[start of ENTRIES]

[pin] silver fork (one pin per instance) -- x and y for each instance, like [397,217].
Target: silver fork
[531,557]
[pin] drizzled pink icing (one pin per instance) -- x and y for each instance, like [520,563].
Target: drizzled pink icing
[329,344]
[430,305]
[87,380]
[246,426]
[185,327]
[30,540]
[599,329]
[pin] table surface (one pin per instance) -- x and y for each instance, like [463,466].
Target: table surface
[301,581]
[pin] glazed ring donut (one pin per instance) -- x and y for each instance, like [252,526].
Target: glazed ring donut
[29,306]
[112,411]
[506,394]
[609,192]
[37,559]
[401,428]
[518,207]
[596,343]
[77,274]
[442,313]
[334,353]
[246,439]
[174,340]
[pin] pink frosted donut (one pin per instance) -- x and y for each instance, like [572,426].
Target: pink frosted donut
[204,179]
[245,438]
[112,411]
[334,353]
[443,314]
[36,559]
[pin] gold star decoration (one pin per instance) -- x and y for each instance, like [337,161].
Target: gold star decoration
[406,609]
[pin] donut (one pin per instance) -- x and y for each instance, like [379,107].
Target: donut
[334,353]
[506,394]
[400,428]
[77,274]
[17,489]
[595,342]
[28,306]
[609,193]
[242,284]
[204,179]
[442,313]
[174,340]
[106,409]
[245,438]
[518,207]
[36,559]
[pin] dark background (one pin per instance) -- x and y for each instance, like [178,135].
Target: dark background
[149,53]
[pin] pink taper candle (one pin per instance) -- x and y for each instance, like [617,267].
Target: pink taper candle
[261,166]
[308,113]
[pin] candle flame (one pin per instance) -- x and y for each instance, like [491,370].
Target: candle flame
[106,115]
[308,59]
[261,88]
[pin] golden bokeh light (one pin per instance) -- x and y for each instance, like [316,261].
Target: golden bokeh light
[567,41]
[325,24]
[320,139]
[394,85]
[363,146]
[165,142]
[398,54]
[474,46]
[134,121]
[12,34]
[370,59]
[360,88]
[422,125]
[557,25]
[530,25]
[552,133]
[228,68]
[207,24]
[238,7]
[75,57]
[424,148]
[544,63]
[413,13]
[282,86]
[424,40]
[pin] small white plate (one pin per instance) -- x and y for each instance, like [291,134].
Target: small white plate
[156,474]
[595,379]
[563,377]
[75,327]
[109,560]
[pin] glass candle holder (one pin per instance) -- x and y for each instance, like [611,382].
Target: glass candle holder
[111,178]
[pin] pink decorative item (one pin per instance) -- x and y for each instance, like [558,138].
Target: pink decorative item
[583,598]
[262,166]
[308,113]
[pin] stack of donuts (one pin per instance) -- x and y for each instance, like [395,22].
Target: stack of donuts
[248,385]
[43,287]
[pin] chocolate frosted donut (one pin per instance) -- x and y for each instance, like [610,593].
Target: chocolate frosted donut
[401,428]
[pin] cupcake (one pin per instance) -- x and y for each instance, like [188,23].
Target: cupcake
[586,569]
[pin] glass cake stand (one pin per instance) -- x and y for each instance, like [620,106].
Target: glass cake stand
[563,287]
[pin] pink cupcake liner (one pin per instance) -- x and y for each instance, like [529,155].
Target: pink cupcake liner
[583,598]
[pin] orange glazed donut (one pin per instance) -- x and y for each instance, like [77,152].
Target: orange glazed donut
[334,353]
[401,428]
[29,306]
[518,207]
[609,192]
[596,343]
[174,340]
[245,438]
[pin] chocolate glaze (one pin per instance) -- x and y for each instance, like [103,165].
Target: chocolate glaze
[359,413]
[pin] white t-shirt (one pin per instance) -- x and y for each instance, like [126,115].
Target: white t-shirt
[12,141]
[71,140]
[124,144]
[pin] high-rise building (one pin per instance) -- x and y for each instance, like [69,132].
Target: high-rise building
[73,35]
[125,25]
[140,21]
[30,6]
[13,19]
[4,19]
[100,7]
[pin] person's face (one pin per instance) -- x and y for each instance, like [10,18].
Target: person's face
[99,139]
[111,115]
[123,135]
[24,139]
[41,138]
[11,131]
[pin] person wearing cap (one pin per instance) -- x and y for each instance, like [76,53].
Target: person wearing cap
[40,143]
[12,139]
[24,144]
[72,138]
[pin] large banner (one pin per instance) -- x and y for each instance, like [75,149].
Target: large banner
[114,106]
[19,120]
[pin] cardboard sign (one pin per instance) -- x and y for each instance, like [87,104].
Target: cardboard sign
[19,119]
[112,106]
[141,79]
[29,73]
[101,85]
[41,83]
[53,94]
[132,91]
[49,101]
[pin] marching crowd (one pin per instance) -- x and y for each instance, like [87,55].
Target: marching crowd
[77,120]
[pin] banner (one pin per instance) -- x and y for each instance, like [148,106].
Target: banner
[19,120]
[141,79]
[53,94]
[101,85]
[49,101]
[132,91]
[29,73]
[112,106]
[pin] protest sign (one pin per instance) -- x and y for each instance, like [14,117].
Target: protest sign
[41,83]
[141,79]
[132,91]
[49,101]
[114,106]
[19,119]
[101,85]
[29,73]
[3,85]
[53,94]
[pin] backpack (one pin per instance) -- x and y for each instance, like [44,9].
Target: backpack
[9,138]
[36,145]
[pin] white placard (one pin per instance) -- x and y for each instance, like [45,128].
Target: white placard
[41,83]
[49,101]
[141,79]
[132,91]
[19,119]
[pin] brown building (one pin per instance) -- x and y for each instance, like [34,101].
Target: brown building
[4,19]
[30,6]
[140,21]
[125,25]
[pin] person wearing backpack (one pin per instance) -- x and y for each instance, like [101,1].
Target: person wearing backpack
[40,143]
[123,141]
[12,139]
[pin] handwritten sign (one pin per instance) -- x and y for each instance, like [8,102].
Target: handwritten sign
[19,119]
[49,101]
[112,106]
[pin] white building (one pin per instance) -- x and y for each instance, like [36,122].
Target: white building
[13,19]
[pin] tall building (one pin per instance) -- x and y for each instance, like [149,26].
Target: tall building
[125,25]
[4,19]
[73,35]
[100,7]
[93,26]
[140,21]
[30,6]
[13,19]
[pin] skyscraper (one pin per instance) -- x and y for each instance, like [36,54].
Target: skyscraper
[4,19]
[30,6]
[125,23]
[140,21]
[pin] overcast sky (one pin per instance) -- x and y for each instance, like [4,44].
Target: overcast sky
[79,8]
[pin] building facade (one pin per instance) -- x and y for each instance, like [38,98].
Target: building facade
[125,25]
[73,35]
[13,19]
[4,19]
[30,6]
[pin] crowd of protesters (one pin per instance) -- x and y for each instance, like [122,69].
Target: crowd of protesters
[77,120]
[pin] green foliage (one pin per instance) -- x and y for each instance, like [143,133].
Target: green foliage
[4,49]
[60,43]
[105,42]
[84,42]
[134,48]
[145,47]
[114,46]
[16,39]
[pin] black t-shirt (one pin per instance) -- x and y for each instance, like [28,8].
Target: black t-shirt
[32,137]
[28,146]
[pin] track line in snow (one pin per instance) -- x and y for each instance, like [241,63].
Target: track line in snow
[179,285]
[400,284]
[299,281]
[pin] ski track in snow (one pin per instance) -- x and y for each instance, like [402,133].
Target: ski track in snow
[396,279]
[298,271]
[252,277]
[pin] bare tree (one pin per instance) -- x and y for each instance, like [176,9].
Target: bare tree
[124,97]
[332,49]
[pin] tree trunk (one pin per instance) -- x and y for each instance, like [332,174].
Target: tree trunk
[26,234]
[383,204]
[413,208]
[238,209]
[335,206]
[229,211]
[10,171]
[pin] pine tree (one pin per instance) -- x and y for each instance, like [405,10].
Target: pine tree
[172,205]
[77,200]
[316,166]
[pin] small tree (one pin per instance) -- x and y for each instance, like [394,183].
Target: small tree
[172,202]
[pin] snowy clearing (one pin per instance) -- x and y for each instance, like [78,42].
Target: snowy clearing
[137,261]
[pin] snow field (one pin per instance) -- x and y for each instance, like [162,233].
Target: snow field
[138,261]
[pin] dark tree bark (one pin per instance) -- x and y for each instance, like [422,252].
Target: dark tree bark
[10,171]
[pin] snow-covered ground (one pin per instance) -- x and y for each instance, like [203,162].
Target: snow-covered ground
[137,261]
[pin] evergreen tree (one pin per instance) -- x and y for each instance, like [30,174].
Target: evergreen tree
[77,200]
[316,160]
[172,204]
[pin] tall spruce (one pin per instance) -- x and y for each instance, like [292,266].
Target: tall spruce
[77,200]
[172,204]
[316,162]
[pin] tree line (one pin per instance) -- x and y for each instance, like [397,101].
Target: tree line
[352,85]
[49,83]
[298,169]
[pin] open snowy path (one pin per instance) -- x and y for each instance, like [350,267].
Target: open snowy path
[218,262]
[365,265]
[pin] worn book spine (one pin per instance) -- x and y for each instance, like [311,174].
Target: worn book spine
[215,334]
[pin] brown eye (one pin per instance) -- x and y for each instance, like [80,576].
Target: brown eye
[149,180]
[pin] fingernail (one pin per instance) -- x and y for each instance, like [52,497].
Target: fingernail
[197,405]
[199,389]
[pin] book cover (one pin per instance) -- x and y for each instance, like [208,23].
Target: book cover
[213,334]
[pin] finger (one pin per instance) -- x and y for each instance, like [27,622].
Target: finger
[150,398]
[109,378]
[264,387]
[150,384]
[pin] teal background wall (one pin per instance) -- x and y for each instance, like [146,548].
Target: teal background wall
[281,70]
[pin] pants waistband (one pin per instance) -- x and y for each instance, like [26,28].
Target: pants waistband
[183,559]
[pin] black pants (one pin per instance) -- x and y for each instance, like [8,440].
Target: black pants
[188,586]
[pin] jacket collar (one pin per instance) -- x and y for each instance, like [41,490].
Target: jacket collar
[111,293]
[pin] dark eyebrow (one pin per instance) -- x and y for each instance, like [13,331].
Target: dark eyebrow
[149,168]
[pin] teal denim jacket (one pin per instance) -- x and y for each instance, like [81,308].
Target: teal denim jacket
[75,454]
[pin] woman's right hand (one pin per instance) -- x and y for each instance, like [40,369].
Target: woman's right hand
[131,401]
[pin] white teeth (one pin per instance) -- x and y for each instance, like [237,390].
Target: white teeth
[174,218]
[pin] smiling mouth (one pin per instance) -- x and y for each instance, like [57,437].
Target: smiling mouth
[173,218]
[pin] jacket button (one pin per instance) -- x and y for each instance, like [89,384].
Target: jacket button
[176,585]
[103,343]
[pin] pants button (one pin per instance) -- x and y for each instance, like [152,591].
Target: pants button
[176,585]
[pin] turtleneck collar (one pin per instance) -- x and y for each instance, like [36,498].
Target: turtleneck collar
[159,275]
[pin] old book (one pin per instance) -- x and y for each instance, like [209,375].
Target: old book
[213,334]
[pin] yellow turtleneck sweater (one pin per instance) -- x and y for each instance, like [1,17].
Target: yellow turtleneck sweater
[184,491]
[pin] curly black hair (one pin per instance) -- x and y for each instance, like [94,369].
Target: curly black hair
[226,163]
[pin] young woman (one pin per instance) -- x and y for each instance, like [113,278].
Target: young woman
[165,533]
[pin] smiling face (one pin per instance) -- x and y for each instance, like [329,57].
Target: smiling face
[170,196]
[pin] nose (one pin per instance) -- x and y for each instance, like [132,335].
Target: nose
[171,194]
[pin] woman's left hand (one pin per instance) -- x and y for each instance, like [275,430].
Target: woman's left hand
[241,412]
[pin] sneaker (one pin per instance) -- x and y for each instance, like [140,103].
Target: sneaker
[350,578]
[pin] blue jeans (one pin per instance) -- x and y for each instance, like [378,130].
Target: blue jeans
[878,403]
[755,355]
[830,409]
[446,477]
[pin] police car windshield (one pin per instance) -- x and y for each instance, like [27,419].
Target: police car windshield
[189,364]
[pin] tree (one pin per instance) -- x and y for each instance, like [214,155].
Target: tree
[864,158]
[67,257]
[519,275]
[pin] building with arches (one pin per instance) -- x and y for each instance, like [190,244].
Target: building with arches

[end of ENTRIES]

* PROBLEM REQUIREMENTS:
Nothing but the lines from the one with "[pin] sneaker (one" through the last line should be repeated, each exactly as it stands.

* FINAL ANSWER:
[pin] sneaker (one pin per instance) -- x and y for each instance, like [140,103].
Target: sneaker
[350,578]
[pin] blue jeans (one pin per instance) -- x and y for each instance, like [378,130].
Target: blue jeans
[878,403]
[755,355]
[830,409]
[446,477]
[pin] police car windshield (one pin per instance) -- x and y for each instance, like [27,419].
Target: police car windshield
[189,364]
[pin] tree (one pin per instance) -- x and y for each instance, like [214,155].
Target: tree
[864,158]
[67,257]
[519,275]
[pin] building with arches (one pin per instance) -- x and y for each instance, like [190,244].
Target: building with arches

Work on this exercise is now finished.